• Goal
Find every line in the data below that contains the word "cluster" and copy each of those lines.

Start Stored records

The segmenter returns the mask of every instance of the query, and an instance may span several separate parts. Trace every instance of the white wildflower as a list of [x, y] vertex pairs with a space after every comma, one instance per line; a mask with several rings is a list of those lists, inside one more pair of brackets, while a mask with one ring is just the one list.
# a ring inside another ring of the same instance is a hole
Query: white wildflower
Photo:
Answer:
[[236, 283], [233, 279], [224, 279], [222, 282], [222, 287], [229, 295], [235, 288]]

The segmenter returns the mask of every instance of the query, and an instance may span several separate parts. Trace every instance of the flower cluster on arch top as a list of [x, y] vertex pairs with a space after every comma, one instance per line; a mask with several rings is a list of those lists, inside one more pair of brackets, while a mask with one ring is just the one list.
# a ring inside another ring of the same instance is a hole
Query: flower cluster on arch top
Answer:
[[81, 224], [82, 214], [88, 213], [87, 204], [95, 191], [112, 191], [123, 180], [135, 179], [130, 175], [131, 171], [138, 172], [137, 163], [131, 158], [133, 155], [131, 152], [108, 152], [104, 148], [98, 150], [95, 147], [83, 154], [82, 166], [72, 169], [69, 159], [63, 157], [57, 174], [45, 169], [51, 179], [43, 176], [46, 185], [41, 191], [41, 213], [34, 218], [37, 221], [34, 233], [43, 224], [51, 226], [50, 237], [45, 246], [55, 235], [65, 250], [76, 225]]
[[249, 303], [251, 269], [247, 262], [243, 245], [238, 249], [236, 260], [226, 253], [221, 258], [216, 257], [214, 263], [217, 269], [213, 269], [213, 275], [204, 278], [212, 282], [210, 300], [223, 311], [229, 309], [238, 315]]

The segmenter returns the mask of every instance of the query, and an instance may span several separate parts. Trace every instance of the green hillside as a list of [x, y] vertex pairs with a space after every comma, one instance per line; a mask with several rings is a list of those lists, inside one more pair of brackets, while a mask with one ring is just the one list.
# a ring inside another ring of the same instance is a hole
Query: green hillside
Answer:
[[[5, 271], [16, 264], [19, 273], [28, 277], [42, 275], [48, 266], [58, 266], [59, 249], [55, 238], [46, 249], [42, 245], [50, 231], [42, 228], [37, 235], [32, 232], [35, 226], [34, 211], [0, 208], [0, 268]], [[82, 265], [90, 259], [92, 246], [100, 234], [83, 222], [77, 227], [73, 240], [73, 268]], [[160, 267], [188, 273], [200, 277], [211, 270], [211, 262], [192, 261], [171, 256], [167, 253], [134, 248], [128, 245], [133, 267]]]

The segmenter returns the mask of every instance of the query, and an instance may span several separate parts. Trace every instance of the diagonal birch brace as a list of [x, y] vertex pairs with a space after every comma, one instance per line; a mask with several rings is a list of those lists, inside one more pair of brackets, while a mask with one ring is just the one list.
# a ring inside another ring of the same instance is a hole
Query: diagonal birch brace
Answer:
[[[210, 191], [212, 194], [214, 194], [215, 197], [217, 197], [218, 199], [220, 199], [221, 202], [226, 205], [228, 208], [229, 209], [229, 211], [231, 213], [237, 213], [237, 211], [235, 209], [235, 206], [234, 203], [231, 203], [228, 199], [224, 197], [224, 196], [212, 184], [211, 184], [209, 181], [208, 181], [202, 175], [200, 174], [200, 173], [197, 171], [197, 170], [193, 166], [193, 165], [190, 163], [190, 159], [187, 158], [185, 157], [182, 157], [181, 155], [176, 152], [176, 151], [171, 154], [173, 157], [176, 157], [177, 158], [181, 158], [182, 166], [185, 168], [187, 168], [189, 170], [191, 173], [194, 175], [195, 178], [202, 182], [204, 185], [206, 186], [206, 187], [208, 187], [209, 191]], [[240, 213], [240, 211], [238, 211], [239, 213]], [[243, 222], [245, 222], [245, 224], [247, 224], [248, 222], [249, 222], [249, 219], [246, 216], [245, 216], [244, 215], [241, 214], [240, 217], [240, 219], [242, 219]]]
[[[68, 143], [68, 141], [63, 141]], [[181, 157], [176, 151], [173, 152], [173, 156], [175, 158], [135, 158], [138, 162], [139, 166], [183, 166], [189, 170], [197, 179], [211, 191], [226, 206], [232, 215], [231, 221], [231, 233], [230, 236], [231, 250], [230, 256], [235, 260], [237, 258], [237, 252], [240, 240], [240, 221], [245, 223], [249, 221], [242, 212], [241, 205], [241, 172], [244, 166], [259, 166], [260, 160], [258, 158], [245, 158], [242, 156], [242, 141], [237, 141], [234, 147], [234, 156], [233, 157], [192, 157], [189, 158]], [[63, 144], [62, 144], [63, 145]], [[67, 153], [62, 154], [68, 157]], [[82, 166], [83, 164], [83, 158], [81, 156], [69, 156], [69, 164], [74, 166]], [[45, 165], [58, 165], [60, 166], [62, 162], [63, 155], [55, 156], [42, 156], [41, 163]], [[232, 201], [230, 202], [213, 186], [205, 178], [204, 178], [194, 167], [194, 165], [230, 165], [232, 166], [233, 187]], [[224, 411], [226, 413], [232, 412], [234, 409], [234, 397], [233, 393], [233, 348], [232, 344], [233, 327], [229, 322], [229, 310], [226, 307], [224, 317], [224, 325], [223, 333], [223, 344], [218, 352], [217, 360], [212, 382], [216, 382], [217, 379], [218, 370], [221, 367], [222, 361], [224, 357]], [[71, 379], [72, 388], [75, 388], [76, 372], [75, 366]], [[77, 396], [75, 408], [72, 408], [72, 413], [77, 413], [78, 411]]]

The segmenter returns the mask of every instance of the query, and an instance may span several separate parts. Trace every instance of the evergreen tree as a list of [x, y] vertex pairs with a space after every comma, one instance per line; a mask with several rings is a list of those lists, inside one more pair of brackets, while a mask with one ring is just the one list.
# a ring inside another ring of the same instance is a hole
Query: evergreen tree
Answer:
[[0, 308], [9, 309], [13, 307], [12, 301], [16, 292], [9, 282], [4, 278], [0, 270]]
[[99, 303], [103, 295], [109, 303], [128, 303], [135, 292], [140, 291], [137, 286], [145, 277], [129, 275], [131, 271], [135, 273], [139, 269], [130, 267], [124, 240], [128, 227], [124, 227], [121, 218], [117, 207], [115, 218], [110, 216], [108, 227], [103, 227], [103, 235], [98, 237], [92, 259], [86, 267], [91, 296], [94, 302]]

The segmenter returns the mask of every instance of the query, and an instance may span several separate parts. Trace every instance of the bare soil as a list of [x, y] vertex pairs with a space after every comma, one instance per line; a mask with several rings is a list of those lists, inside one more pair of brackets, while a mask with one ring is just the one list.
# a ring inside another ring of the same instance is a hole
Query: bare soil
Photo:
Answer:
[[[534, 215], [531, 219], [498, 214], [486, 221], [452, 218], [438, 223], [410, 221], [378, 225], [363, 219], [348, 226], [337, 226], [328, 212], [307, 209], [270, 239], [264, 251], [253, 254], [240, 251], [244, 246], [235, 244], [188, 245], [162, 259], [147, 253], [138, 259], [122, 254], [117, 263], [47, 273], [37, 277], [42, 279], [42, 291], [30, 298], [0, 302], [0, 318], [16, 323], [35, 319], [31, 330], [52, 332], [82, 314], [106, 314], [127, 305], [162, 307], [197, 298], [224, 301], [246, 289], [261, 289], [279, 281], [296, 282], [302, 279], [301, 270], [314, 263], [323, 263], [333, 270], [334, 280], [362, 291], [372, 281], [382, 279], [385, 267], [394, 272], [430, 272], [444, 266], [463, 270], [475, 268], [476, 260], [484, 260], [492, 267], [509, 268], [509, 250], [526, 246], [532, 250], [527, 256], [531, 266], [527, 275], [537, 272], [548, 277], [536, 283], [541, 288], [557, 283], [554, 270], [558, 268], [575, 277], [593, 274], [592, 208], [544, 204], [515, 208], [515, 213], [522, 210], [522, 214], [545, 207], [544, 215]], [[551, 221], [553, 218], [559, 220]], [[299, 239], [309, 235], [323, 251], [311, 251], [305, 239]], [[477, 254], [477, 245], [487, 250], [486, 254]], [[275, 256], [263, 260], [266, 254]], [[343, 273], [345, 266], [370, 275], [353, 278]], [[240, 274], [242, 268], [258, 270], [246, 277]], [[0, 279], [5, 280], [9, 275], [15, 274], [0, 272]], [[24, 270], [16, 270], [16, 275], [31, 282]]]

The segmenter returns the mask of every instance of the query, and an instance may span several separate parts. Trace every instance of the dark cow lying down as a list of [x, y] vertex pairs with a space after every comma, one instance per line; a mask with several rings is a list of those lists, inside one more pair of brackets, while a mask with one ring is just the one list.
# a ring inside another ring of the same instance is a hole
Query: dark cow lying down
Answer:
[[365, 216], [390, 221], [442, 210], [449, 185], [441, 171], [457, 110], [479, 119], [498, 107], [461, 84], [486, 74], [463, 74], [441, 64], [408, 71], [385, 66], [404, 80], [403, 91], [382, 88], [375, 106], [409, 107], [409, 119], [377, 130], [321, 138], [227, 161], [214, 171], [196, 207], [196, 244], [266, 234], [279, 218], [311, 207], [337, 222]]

End Stored records

• Result
The segmenter returns the mask of every instance of the query, and an instance may span several separate parts. Trace every instance of the flower cluster on arch top as a list of [x, y] vertex pairs with a space after every comma, one instance per line; a mask with several rings is a list of those lists, inside one more pair of brackets, while a mask with one ring is just the one list.
Query: flower cluster on arch top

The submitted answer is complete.